Try it: I need the lines below from the one with "422L619 426L640 425V411L630" down to the one with "positive clicks: (465, 301)" reproduced exactly, both ends included, and nothing else.

(Stored items)
-.-.-

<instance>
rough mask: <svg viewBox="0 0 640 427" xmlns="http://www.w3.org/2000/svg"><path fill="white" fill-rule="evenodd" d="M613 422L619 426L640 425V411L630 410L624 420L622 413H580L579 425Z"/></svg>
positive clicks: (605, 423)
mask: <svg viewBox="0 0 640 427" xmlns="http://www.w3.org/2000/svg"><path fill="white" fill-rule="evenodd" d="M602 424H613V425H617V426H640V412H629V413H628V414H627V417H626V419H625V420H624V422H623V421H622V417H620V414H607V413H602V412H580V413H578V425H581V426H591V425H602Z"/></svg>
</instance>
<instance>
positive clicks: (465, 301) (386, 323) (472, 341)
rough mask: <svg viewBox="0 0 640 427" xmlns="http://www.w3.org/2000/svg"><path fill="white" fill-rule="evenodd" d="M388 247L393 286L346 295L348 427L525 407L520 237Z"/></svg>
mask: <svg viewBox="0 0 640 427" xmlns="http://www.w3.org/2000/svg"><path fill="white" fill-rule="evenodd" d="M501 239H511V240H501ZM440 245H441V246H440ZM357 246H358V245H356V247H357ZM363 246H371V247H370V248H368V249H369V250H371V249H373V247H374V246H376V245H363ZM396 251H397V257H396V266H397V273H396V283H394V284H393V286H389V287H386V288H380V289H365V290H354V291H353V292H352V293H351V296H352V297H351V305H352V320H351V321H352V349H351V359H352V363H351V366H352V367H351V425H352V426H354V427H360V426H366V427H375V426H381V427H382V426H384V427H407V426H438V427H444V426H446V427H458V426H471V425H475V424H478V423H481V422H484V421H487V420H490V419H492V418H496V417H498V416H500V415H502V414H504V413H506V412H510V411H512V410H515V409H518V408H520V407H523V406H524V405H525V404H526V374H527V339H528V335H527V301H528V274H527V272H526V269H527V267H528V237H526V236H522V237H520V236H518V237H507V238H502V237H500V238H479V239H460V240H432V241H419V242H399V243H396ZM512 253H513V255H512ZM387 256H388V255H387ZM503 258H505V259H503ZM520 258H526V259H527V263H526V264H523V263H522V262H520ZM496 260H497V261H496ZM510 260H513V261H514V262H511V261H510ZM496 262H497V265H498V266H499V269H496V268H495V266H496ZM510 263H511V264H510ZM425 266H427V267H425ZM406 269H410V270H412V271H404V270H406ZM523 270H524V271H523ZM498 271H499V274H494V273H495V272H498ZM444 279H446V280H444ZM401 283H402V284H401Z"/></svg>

-.-.-

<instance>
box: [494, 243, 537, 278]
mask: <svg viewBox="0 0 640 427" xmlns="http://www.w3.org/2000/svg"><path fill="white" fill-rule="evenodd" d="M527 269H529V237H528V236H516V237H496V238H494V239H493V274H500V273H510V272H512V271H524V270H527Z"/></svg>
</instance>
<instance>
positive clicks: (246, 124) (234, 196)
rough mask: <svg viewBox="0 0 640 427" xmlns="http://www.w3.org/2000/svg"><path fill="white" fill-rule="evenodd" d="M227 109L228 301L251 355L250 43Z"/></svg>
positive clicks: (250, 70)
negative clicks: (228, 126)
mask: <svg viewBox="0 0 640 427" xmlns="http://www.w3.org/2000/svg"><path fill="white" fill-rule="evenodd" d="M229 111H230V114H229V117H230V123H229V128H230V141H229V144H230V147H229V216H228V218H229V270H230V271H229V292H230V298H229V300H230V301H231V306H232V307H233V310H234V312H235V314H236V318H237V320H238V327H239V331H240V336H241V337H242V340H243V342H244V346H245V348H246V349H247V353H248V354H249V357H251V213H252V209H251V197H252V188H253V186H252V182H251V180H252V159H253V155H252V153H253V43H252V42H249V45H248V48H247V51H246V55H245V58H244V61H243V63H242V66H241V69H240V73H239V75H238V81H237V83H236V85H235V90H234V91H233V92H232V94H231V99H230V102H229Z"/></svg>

-.-.-

Completed task:
rough mask: <svg viewBox="0 0 640 427" xmlns="http://www.w3.org/2000/svg"><path fill="white" fill-rule="evenodd" d="M613 422L619 426L640 425V411L630 410L624 420L622 413H580L579 425Z"/></svg>
positive clicks: (605, 423)
mask: <svg viewBox="0 0 640 427" xmlns="http://www.w3.org/2000/svg"><path fill="white" fill-rule="evenodd" d="M602 424H613V425H617V426H640V412H629V413H628V414H627V417H626V419H625V420H624V422H623V421H622V417H620V414H607V413H602V412H580V413H578V425H581V426H591V425H602Z"/></svg>
</instance>
<instance>
positive clicks: (465, 301) (386, 323) (472, 341)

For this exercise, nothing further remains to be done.